[Collected data entries]
┄┄┄┄┄┄┄┄┄┄┄┄┄┄┄┄┄┄┄┄

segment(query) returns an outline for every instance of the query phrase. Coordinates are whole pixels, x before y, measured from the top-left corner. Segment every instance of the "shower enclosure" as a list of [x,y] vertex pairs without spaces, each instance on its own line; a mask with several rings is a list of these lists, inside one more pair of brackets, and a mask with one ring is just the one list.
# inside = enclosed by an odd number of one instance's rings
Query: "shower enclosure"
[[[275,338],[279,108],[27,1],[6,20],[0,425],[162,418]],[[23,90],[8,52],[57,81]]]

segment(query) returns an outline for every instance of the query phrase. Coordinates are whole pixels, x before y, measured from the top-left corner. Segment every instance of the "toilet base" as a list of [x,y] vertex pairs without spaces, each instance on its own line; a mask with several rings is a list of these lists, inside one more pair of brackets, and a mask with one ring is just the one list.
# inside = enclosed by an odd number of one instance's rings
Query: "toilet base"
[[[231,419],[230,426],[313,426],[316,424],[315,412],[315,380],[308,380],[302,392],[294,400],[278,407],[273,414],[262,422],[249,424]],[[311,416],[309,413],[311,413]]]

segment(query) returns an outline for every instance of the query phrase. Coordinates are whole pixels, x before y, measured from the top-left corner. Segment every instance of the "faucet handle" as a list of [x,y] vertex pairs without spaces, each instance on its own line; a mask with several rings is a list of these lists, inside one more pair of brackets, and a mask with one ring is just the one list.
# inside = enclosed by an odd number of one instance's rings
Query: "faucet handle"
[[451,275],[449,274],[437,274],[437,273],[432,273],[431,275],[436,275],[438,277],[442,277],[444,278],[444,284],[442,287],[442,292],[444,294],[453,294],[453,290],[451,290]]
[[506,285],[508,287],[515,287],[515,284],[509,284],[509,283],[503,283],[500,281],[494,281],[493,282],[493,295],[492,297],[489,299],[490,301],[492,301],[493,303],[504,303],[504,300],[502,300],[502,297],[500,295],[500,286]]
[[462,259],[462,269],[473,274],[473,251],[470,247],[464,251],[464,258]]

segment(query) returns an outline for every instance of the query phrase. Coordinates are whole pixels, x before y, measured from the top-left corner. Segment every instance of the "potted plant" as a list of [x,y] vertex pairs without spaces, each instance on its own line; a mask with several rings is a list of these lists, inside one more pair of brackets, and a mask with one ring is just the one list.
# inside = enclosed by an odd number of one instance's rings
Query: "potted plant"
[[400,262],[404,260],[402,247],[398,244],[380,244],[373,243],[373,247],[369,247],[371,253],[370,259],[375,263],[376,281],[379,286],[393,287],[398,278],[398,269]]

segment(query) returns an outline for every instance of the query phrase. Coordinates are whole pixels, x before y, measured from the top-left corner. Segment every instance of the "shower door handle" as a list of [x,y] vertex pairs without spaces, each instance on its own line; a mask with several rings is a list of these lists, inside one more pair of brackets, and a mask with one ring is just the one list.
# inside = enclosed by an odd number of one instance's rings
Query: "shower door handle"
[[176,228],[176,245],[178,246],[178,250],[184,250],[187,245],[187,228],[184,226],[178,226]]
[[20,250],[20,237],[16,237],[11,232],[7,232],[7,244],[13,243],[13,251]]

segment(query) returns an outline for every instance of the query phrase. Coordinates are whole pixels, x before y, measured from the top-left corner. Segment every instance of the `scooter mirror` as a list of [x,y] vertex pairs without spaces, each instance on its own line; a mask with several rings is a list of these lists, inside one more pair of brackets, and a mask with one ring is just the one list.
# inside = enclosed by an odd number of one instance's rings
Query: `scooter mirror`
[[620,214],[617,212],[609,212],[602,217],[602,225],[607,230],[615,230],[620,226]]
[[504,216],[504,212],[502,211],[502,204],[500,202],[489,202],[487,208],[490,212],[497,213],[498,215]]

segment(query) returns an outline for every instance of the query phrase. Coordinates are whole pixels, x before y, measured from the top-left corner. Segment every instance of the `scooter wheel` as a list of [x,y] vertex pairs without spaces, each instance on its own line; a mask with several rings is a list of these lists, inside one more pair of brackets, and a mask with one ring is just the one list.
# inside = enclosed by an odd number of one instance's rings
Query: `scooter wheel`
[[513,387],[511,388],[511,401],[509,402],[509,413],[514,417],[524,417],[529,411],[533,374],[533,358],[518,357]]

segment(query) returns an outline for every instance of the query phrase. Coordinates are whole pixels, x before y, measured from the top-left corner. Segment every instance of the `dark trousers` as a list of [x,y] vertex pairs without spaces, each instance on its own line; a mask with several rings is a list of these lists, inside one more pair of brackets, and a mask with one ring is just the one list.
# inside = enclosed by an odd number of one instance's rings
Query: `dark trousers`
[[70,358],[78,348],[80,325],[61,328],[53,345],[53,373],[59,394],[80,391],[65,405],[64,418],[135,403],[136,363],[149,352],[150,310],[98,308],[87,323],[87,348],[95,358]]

┄┄┄┄┄┄┄┄┄┄┄┄┄┄┄┄┄┄┄┄

== Exercise aim ==
Your task is to retype the data exactly, with no line missing.

== Response for this exercise ==
segment(query) returns an outline for every instance of the query phrase. Coordinates are whole pixels, x before y, measured from the top-left corner. Segment every instance of the "shower enclosure" as a list of [x,y] vertex pairs without spaces, each instance on its own line; a mask with several rings is a list of these lists, inside one more pair of brackets, and a mask with one ring is just the one list.
# inside = enclosed by an odd number of one instance's rings
Query: "shower enclosure"
[[[275,338],[279,108],[27,1],[6,20],[0,425],[162,418]],[[23,90],[8,52],[57,81]]]

segment(query) returns an outline for every instance of the query phrase. Coordinates are whole pixels, x before y, measured from the top-left corner. Segment every instance of the "toilet base" as a list of [x,y] vertex pairs without spaces, each instance on its own line; a mask with several rings is a list of these lists, inside one more pair of brackets, and a mask with one ring is just the one list.
# inside = enclosed by an odd number of one instance's rings
Query: "toilet base"
[[[231,419],[230,426],[313,426],[316,424],[315,412],[315,380],[308,380],[302,392],[294,400],[278,407],[273,414],[262,422],[249,424]],[[311,416],[309,413],[311,413]]]

segment(query) returns an outline for every instance of the query phrase. Coordinates are whole pixels, x before y, measured from the top-left corner. Segment every instance of the "faucet handle" as a list of [x,y] vertex pairs without spaces, each instance on its own line; a mask with several rings is a list of these lists, inside one more pair of brackets, and a mask with one ring is just the one list.
# inside = enclosed by an odd number of one instance's rings
Query: "faucet handle"
[[451,275],[449,274],[437,274],[437,273],[432,273],[431,275],[436,275],[438,277],[442,277],[444,278],[444,284],[442,287],[442,292],[444,294],[453,294],[453,290],[451,290]]
[[506,285],[508,287],[515,287],[515,284],[509,284],[509,283],[503,283],[500,281],[494,281],[493,282],[493,295],[492,297],[489,299],[490,301],[492,301],[493,303],[504,303],[504,300],[502,300],[502,297],[500,295],[500,286]]
[[462,259],[462,269],[473,274],[473,251],[470,247],[464,251],[464,258]]

segment(query) returns an outline for every instance of the query phrase. Coordinates are whole pixels, x before y, measured from the top-left corner. Segment every instance of the "potted plant" as a list of [x,y] vertex pairs without spaces, each instance on its own line; a mask with several rings is a list of these lists, inside one more pair of brackets, and a mask with one ring is just the one list.
# inside = enclosed by an odd number of one instance's rings
Query: "potted plant"
[[400,262],[404,260],[402,247],[398,244],[380,244],[373,243],[373,247],[369,247],[371,253],[370,259],[375,263],[376,281],[379,286],[393,287],[398,278],[398,269]]

segment(query) returns an outline for every instance of the query phrase. Coordinates are whole pixels, x before y, measured from the top-left corner. Segment every instance of the "shower door handle" as a list of [x,y] vertex pairs without spaces, each instance on its own line; a mask with several rings is a list of these lists, inside one more pair of brackets, and a mask with one ring is just the one list.
# inside = enclosed by an odd number of one instance's rings
Query: "shower door handle"
[[176,228],[176,245],[178,246],[178,250],[184,250],[187,245],[187,228],[184,226],[178,226]]
[[20,250],[20,237],[16,237],[11,232],[7,232],[7,244],[13,243],[13,251]]

segment(query) returns an outline for every instance of the query phrase. Coordinates are whole pixels, x before y, measured from the top-left corner. Segment every instance of the `scooter mirror` as a list of [x,y] vertex pairs without spaces, each instance on its own line; a mask with several rings is a list of these lists, inside one more pair of brackets, and a mask with one ring is just the one list.
# inside = enclosed by an odd number of one instance's rings
Query: `scooter mirror`
[[620,214],[617,212],[609,212],[602,217],[602,225],[607,230],[615,230],[620,226]]
[[504,216],[504,212],[502,211],[502,204],[500,202],[489,202],[487,208],[490,212],[497,213],[498,215]]

segment(query) returns an outline for every instance of the query phrase. Coordinates are whole pixels, x before y, measured from the top-left corner. Segment every instance of the `scooter wheel` as a list of [x,y] vertex pairs without spaces, each instance on its own line; a mask with several rings is a list of these lists, inside one more pair of brackets, and a mask with one ring is just the one list.
# inside = enclosed by an odd number of one instance's rings
Query: `scooter wheel`
[[513,387],[511,388],[511,401],[509,402],[509,413],[514,417],[524,417],[529,411],[533,374],[533,358],[518,357]]

segment(query) returns an outline for every instance of the query phrase. Coordinates are whole pixels, x before y, measured from the top-left corner. Segment every instance of the `dark trousers` as a list of [x,y] vertex pairs without spaces, each instance on its own line; a mask with several rings is a list of these lists, inside one more pair of brackets, and a mask with one ring is just the one list.
# inside = enclosed by an odd number of one instance's rings
Query: `dark trousers`
[[70,358],[78,348],[80,325],[61,328],[53,345],[53,373],[59,394],[80,391],[65,405],[64,418],[135,403],[136,363],[149,352],[150,310],[98,308],[87,323],[87,348],[95,358]]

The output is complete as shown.